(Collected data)
===============
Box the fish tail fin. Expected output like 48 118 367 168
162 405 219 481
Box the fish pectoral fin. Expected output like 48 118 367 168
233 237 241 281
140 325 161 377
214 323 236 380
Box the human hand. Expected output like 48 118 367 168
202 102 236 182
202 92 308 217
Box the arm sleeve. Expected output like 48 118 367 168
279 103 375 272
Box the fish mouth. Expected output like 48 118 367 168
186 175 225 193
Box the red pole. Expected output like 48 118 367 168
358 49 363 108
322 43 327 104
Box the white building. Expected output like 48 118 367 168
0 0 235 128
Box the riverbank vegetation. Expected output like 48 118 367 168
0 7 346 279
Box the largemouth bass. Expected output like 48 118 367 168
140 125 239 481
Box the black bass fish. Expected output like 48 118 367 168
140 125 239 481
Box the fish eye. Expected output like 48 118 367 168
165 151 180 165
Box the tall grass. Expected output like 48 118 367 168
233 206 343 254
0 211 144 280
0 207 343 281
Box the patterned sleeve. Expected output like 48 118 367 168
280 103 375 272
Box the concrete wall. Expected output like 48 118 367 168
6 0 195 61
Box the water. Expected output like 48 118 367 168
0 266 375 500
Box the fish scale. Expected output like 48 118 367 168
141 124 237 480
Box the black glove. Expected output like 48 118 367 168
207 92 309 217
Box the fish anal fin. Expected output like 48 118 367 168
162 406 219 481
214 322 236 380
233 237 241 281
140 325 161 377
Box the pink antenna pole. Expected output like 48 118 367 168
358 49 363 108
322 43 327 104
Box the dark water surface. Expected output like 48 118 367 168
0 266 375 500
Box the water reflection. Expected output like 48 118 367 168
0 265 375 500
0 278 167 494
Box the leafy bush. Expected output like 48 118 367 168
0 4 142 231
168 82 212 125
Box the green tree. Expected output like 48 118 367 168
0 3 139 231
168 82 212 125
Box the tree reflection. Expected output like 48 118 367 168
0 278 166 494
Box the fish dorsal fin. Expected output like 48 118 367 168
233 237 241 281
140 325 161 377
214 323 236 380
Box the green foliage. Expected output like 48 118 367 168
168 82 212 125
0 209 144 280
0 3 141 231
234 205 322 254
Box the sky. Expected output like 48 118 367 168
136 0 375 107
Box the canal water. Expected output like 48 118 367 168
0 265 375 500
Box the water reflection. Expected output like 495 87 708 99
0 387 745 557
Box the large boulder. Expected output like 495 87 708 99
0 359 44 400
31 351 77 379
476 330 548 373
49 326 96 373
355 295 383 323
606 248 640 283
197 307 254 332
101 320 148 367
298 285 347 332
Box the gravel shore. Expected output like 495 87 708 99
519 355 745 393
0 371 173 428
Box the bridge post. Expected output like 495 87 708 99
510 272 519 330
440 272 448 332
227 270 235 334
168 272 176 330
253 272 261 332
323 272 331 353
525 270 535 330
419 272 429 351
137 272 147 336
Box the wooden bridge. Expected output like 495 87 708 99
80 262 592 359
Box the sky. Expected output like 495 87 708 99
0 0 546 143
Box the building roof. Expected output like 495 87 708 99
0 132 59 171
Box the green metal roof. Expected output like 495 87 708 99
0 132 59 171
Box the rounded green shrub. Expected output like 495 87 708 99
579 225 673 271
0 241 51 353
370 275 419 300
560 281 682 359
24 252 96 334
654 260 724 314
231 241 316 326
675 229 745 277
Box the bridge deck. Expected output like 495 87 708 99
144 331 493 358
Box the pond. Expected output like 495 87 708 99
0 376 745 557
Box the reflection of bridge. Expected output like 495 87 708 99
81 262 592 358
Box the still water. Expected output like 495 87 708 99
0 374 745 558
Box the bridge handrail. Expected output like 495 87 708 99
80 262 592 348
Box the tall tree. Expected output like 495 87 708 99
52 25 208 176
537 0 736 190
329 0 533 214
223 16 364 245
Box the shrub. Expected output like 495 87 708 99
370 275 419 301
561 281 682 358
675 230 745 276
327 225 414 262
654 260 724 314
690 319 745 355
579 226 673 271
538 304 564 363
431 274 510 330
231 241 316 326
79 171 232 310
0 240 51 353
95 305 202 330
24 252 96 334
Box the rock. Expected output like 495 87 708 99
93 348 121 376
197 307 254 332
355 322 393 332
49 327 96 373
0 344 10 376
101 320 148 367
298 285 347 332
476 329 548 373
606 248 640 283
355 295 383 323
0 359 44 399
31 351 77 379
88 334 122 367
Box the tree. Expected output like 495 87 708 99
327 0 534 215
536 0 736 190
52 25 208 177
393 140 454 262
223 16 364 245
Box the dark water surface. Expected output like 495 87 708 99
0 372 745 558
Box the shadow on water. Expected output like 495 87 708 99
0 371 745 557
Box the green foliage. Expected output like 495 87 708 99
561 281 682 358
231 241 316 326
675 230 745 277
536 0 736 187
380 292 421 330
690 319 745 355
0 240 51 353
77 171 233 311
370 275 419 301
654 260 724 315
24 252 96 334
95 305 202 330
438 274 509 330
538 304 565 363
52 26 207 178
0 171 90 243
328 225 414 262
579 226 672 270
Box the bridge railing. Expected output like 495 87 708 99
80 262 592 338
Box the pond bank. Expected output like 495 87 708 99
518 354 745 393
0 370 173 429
===============
- _Task objective_
Repeat every one of the records above word for word.

- _Reply_
Box the fish tail fin. Expected output like 48 118 367 168
162 405 219 481
Box the fish pectoral fin. Expected output like 48 118 367 168
233 237 241 281
140 325 161 377
214 323 236 380
Box the human hand. Expected output like 48 118 367 168
202 102 236 182
202 92 308 217
Box the arm sleeve. Expected output like 48 118 367 168
279 103 375 272
Box the fish mouth. Expected output like 48 118 367 168
186 175 225 193
Box the red pole. Expected output like 48 118 367 168
358 49 363 108
322 43 327 104
Box the white building. Expected output like 48 118 367 168
0 0 235 128
Box the riverbank vegetation. Expected output like 48 118 367 168
0 7 346 279
Box the largemouth bass. Expected output like 48 118 367 168
140 125 239 481
Box the black bass fish. Expected output like 48 118 367 168
140 125 239 481
Box the fish eye. Expected output like 48 118 367 168
165 151 180 165
Box the tall grass. Expected output like 48 118 367 168
233 206 343 254
0 211 144 280
0 207 343 281
Box the patterned sleeve. Expected output like 48 118 367 168
280 103 375 272
Box the concrete wall. Expected output like 48 118 367 168
6 0 195 61
Box the water. Expected output like 48 118 367 168
0 266 375 500
Box the fish scale. Expected output like 48 118 367 168
141 124 237 480
Box the black glove. Expected output like 48 118 367 168
207 92 309 217
Box the fish anal fin. Expected output like 48 118 367 168
162 406 219 481
214 322 236 380
233 237 241 281
140 325 161 377
Box the pink antenna pole. Expected output like 48 118 367 168
358 49 363 108
322 43 327 104
Box the dark water surface. Expected output like 48 118 367 168
0 266 375 500
Box the water reflection. Expected output like 48 118 367 168
0 265 375 500
0 278 167 494
Box the leafy bush. Expected output like 48 118 367 168
0 4 142 231
168 82 212 125
Box the green tree. Expected output like 48 118 367 168
0 3 139 231
168 82 212 125
Box the tree reflection. Expected output like 48 118 367 168
0 278 166 494
Box the fish dorsal fin. Expected output like 48 118 367 168
233 237 241 281
140 325 161 377
214 323 236 380
Box the green foliage. Expected output like 48 118 367 168
168 82 212 125
0 209 144 280
0 3 141 231
234 205 322 254
Box the sky. Expected output like 48 118 367 168
136 0 375 107
Box the canal water. Expected output like 48 118 367 168
0 265 375 500
Box the water reflection. Expected output like 495 87 708 99
0 387 745 557
Box the large boulder. Expected output like 495 87 708 99
0 359 44 400
31 351 77 379
476 330 548 373
49 326 96 373
355 295 383 323
606 248 640 283
197 307 254 332
101 320 148 367
298 285 347 332
Box the gravel shore. Expected output like 495 87 708 99
519 355 745 393
0 371 173 428
Box the bridge post. Expected output like 495 87 708 99
510 272 519 330
440 272 448 332
227 270 235 334
168 272 176 330
253 272 261 332
323 272 331 353
525 270 535 330
419 272 429 351
137 272 147 336
Box the wooden bridge. Expected output like 495 87 708 99
80 262 592 359
Box the sky. Expected output like 495 87 708 99
0 0 546 143
Box the building roof. Expected output like 495 87 708 99
0 132 59 171
Box the green metal roof. Expected output like 495 87 708 99
0 132 59 171
Box the rounded green shrub. Expected output like 495 87 708 99
579 225 673 271
0 241 51 353
370 275 419 300
560 281 682 359
24 252 96 334
654 260 724 314
231 241 316 326
675 229 745 277
Box the bridge deck. Expected output like 495 87 708 99
144 331 493 358
Box the pond. Expected output like 495 87 708 99
0 376 745 557
Box the reflection of bridge. Expected output like 495 87 708 99
81 262 592 358
Box the still water. Expected output like 495 87 708 99
0 374 745 558
Box the bridge handrail. Expected output like 495 87 708 99
80 262 592 348
Box the tall tree. Expected output like 495 87 708 99
52 25 208 176
537 0 736 190
329 0 533 214
223 16 364 245
Box the shrub. Expected output like 495 87 708 99
370 275 419 301
561 281 682 358
675 230 745 276
327 225 414 262
654 260 724 314
690 319 745 355
579 226 673 271
538 304 564 363
431 274 510 330
231 241 316 326
79 171 232 310
0 240 51 353
95 305 202 330
24 252 96 334
Box the rock. Expected output like 495 87 708 99
93 348 121 376
197 307 254 332
355 322 393 332
49 327 96 373
0 344 10 376
101 320 148 367
298 285 347 332
476 329 548 373
606 248 640 283
355 295 383 323
0 359 44 399
31 351 77 379
88 334 122 367
Box the tree. Expected output like 495 87 708 99
327 0 534 215
536 0 736 190
52 25 208 177
393 140 454 262
223 16 364 245
Box the dark water surface. Expected output like 495 87 708 99
0 372 745 558
Box the shadow on water. Expected output like 495 87 708 99
0 371 745 557
Box the green foliage. Expected output like 495 87 708 99
561 281 682 358
231 241 316 326
675 230 745 277
536 0 736 187
380 292 421 330
690 319 745 355
0 240 51 353
77 171 233 311
370 275 419 301
654 260 724 315
24 252 96 334
95 305 202 330
438 274 509 330
538 304 565 363
52 26 207 178
0 171 90 243
328 225 414 262
579 226 672 270
Box the bridge railing. Expected output like 495 87 708 99
80 262 592 338
Box the pond bank. Expected output like 495 87 708 99
518 354 745 393
0 370 173 429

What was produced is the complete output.